[start]

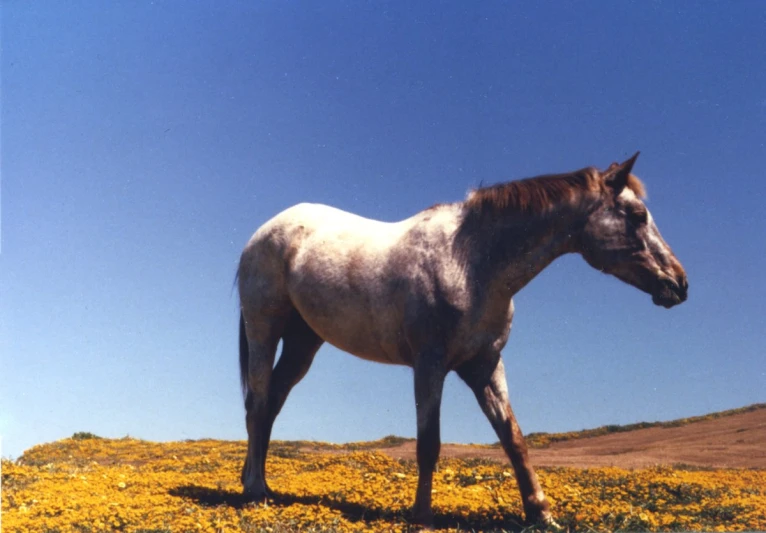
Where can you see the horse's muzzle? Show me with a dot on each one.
(671, 292)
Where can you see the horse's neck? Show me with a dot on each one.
(520, 248)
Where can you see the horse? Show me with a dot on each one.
(433, 292)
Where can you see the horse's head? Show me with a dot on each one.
(621, 238)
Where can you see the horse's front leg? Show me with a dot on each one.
(429, 382)
(486, 377)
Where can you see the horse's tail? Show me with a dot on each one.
(244, 355)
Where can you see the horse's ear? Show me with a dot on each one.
(616, 176)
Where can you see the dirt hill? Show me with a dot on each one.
(720, 440)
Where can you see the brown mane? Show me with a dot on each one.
(537, 195)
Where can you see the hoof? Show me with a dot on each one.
(546, 522)
(423, 521)
(259, 494)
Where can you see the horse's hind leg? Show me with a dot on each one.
(486, 377)
(263, 335)
(299, 346)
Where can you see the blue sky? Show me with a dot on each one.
(144, 142)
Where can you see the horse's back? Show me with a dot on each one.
(345, 274)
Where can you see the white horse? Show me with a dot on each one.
(433, 292)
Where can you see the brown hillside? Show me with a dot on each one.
(735, 441)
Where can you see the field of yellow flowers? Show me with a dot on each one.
(94, 485)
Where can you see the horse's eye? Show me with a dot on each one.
(638, 217)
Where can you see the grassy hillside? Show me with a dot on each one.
(542, 440)
(86, 484)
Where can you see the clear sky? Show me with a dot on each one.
(144, 142)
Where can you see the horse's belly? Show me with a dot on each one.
(358, 333)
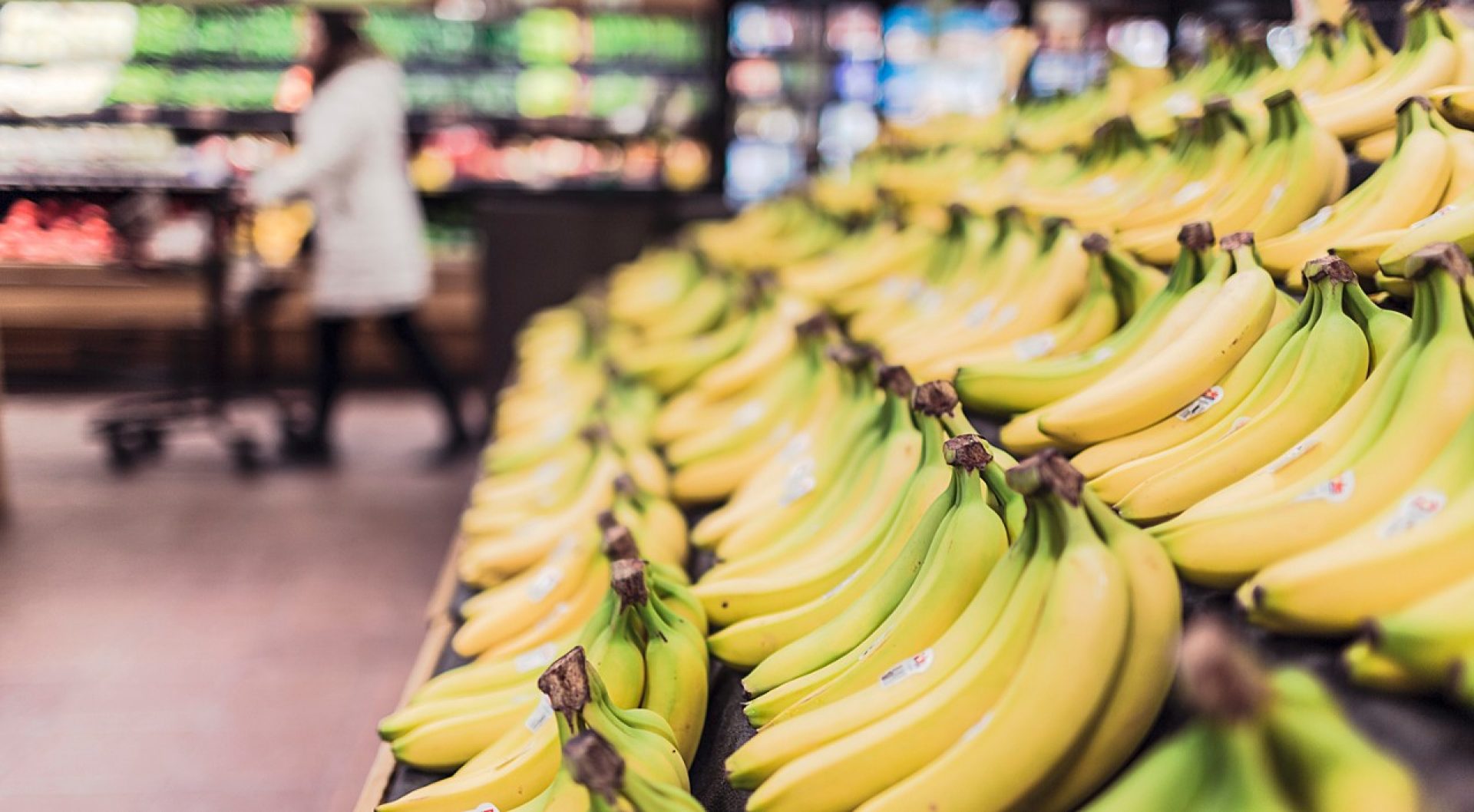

[end]

The request
Which lines in the entries above contain the word "brown"? Copy each one.

Solution for this exercise
Where can you see the brown mane? Show me with a dot on each one.
Where can you see the brown hillside? Show me with a dot on each one.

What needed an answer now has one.